Short exercise: List every distinct username that heads a post in the forum thread on Crane lavs and faucets.

Text:
□ □ □ □ □ □ □

# Crane Lavs & Faucets



## Christina (Jul 14, 2009)

I usually love to do repair and find all the odd things. Love the challenge of working on historical buildings and trying to keep them in the closest way to historical without major distruction. I am on a hunt now and oh my... I usually love this part of my job. Today, it is just getting to me.

This is a picture of a like lav to the one downstairs I get to work on...










And this is an actual picture of the lavatory upstairs...










Not whining or bleaching, just wanted to share with you some of the joys of my plumbing life.
Later Guys,
Christina


----------



## SewerRatz (Apr 25, 2009)

I run into them all the time around here. They are not that bad to work on.


----------



## SlickRick (Sep 3, 2009)

Crane Dial Ease, Can't beat 'em


----------



## Christina (Jul 14, 2009)

SewerRatz said:


> I run into them all the time around here. They are not that bad to work on.


No they are not that bad to work on. What irritates me is the fact that it looks like somebody has taken a pipe wrench with a 5' cheater bar to the faucet on the upstairs lav. Looks like cah-cah! My father would kill me for leaving something looking like that. Oh well, atleast I know it was not me that boogered it all up.


----------



## SewerRatz (Apr 25, 2009)

Christina said:


> No they are not that bad to work on. What irritates me is the fact that it looks like somebody has taken a pipe wrench with a 5' cheater bar to the faucet on the upstairs lav. Looks like cah-cah! My father would kill me for leaving something looking like that. Oh well, atleast I know it was not me that boogered it all up.


Ah I see.. your second picture is broken.


----------



## ROCKSTARPLUMBER (Dec 14, 2008)

Wierd, I repaired two Crane Tub valves on monday, Both the same model, differnt houses, on different sides of town.


----------

□ □ □ □ □ □ □

Data excerpts:
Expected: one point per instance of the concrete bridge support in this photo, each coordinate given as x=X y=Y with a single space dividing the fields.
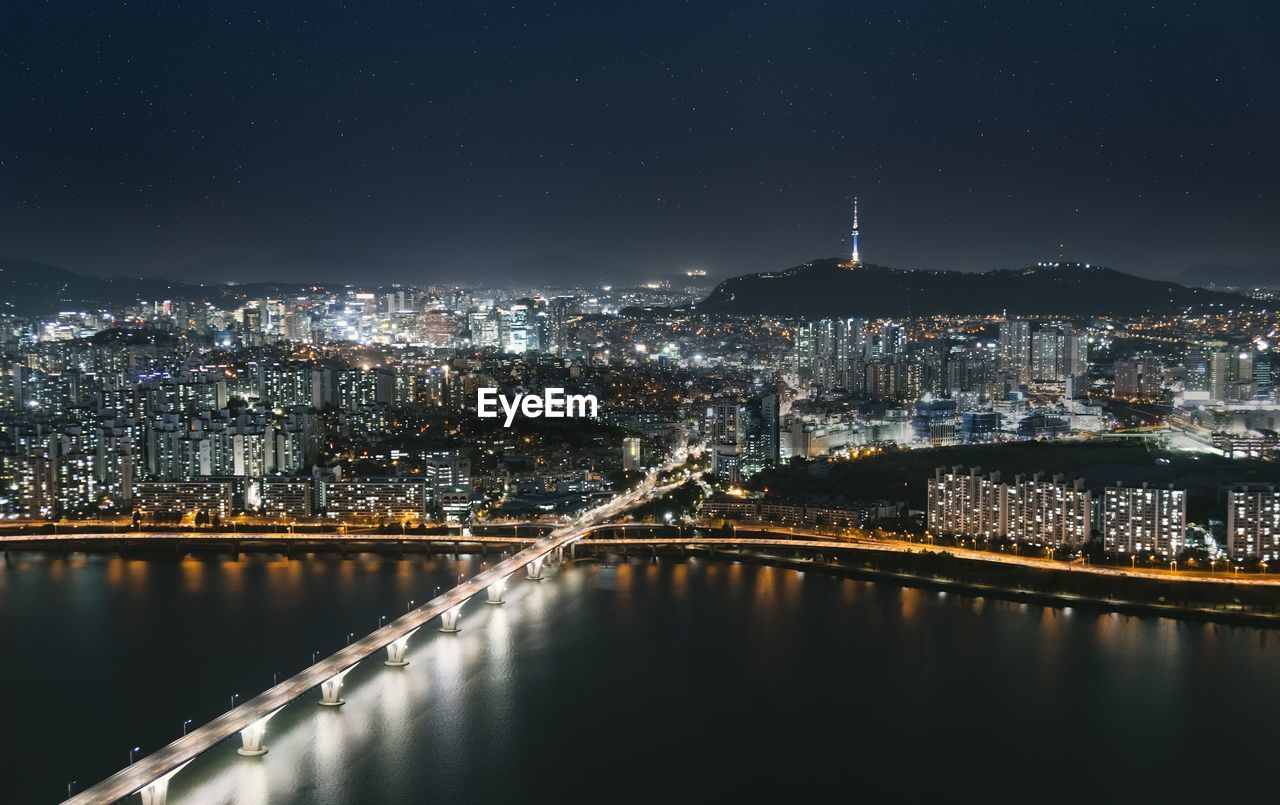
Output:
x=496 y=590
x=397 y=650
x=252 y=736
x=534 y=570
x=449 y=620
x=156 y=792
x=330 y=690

□ □ □ □ □ □ □

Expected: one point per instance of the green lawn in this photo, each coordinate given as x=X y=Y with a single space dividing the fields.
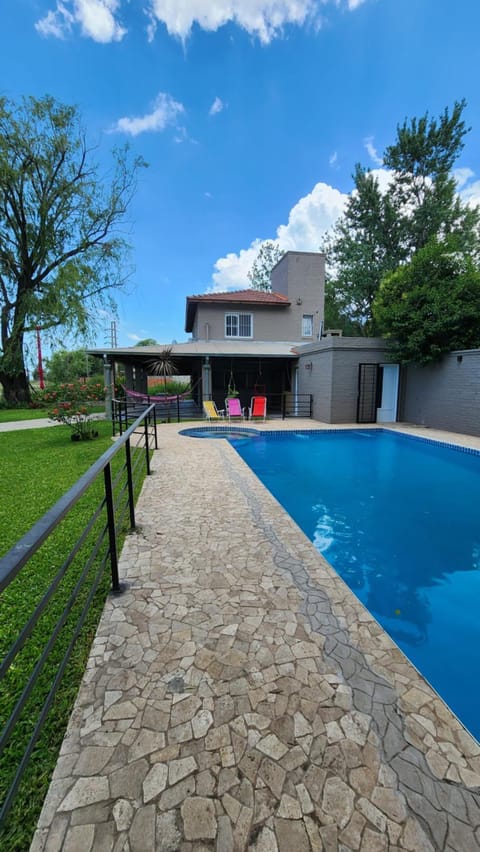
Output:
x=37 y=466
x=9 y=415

□ □ □ □ □ □ □

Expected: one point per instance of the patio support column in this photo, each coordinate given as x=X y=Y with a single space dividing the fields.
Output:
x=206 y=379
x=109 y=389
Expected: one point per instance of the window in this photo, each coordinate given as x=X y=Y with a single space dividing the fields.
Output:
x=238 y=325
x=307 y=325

□ □ □ □ □ □ □

Exercise solution: Christina, SewerRatz, SlickRick, ROCKSTARPLUMBER